Task brief: Print the lines in the listing below that fall between the line with "trace: white surfboard" and the line with "trace: green treeline", those two lines included, exactly as they stand and with nothing else.

- Opening Delimiter -

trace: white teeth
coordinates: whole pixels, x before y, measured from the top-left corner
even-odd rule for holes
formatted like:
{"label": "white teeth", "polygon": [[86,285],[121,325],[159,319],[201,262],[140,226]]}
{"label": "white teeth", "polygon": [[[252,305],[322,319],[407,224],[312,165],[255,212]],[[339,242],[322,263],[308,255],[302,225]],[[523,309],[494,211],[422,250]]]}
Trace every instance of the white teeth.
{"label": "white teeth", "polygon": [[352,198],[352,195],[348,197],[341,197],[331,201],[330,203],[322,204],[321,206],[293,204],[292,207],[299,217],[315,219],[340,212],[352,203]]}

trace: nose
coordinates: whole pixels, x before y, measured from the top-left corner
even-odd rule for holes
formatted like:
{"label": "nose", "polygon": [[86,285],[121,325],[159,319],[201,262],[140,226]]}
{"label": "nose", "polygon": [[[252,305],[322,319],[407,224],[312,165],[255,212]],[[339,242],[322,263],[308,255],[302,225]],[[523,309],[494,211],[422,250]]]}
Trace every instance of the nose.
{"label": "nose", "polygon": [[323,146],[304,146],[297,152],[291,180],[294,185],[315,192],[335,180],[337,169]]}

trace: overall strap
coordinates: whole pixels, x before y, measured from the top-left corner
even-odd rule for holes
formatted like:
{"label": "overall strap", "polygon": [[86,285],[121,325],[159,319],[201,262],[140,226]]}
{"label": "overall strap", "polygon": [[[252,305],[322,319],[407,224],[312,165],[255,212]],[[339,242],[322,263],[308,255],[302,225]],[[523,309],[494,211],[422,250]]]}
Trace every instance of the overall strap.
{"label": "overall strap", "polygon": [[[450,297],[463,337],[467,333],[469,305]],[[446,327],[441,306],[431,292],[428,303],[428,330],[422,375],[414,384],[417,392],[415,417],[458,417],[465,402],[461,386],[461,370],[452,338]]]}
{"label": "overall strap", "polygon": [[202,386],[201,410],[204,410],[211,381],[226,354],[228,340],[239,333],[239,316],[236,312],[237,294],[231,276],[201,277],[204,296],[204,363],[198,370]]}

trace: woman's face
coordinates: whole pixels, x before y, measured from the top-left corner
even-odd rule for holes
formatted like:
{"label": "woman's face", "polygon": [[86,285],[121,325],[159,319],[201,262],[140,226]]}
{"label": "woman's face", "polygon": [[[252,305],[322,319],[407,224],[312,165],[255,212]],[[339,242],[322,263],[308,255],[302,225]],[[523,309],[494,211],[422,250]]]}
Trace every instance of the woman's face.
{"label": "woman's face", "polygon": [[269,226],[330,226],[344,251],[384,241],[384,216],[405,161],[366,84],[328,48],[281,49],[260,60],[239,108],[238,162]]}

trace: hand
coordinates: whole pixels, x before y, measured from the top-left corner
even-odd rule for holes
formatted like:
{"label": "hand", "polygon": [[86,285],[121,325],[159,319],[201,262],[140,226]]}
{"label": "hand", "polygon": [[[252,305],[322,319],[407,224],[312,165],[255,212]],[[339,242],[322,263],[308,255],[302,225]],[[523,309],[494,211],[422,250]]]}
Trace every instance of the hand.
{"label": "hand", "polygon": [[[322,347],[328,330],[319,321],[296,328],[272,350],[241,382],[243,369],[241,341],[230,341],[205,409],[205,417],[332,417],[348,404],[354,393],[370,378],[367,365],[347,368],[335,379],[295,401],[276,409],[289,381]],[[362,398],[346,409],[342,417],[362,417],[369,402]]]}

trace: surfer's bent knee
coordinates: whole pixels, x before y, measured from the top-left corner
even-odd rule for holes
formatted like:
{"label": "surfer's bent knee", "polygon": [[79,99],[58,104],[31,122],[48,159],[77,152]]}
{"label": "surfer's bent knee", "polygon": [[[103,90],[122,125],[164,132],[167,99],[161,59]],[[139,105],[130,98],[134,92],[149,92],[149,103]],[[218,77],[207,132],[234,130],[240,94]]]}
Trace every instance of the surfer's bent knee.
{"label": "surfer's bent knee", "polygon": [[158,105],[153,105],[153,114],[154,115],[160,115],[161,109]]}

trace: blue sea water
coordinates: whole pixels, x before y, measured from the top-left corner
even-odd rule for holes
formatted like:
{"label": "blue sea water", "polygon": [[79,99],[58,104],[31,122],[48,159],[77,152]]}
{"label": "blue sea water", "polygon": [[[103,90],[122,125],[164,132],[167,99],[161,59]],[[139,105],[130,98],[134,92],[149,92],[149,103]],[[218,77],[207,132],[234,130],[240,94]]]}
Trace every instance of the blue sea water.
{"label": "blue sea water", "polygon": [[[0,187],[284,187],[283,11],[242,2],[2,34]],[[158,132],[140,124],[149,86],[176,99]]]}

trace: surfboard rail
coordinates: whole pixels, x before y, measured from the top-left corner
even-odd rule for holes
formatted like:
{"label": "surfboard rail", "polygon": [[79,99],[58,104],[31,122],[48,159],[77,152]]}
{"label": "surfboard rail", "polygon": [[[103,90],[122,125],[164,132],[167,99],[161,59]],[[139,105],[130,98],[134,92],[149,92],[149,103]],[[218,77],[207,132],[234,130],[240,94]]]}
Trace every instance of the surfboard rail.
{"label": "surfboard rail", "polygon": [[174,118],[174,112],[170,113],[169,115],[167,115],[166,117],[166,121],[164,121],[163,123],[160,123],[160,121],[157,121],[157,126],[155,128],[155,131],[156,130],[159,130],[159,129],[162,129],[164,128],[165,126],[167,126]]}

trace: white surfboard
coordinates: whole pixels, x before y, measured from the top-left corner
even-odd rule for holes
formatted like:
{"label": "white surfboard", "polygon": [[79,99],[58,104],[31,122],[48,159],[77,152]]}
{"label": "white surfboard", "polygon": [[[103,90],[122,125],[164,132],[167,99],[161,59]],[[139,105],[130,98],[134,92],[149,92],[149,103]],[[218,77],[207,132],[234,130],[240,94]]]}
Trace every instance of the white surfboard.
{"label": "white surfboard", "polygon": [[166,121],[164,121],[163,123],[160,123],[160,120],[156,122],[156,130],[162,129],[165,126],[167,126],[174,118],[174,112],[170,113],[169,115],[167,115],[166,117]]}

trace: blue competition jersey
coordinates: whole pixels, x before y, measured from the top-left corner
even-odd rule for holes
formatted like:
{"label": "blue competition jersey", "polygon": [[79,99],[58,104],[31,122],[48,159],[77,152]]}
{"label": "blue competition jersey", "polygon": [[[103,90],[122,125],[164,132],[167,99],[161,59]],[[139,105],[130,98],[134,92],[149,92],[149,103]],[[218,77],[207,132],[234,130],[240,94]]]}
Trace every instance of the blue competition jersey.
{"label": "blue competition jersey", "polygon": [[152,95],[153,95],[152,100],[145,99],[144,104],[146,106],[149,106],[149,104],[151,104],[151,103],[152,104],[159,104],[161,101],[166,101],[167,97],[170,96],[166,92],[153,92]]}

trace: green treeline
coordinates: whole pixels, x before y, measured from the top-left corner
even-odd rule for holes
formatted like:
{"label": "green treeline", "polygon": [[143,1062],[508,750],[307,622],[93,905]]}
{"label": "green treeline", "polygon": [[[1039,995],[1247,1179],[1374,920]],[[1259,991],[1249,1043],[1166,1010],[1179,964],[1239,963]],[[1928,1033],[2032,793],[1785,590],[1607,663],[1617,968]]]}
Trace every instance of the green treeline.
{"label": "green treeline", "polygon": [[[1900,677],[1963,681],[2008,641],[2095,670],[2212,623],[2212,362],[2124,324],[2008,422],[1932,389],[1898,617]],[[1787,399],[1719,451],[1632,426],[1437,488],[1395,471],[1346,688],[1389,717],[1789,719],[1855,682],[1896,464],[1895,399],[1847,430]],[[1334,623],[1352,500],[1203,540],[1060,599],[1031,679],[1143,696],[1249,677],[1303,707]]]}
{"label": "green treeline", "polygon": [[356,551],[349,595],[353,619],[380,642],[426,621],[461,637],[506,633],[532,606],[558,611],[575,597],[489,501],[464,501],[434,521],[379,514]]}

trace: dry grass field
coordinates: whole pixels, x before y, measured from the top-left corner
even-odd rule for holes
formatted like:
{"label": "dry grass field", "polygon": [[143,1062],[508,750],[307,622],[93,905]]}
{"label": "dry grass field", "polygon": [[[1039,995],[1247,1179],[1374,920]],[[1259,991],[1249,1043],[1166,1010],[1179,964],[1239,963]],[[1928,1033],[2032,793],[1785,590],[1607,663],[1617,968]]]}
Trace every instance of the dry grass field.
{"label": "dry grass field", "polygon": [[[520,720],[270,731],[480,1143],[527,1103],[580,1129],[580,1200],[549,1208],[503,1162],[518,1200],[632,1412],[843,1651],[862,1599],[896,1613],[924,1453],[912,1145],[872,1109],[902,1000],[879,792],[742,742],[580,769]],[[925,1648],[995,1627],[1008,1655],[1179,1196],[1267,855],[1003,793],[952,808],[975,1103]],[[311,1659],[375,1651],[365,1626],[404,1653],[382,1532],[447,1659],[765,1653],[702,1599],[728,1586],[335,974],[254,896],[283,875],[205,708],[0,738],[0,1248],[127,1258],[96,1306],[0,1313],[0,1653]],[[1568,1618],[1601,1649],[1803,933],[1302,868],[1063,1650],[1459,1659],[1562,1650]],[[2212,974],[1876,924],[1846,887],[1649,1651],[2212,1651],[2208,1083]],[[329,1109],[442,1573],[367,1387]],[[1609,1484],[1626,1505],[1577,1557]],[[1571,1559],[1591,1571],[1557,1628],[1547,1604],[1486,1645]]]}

- Closing Delimiter -

Output for this task:
trace: white surfboard
coordinates: whole pixels, x before y, measured from the top-left corner
even-odd rule for holes
formatted like:
{"label": "white surfboard", "polygon": [[79,99],[58,104],[31,122],[48,159],[77,152]]}
{"label": "white surfboard", "polygon": [[[103,90],[122,125],[164,132],[167,99],[161,59]],[[139,105],[130,98],[134,92],[149,92],[149,103]],[[218,77],[207,132],[234,130],[240,94]]]}
Trace every instance of the white surfboard.
{"label": "white surfboard", "polygon": [[166,121],[164,121],[163,123],[160,123],[160,120],[156,122],[156,130],[162,129],[165,126],[167,126],[174,118],[174,112],[170,113],[169,115],[167,115],[166,117]]}

trace: blue competition jersey
coordinates: whole pixels, x before y, measured from the top-left corner
even-odd rule for holes
formatted like:
{"label": "blue competition jersey", "polygon": [[79,99],[58,104],[31,122],[48,159],[77,152]]}
{"label": "blue competition jersey", "polygon": [[[103,90],[122,125],[164,132],[167,99],[161,59]],[[139,105],[130,98],[134,92],[149,92],[149,103]],[[218,77],[207,132],[234,130],[240,94]]]}
Trace every instance of the blue competition jersey.
{"label": "blue competition jersey", "polygon": [[152,95],[153,95],[152,100],[145,99],[144,104],[146,106],[149,106],[149,104],[151,104],[151,103],[152,104],[159,104],[161,101],[166,101],[167,97],[170,96],[166,92],[153,92]]}

trace: green treeline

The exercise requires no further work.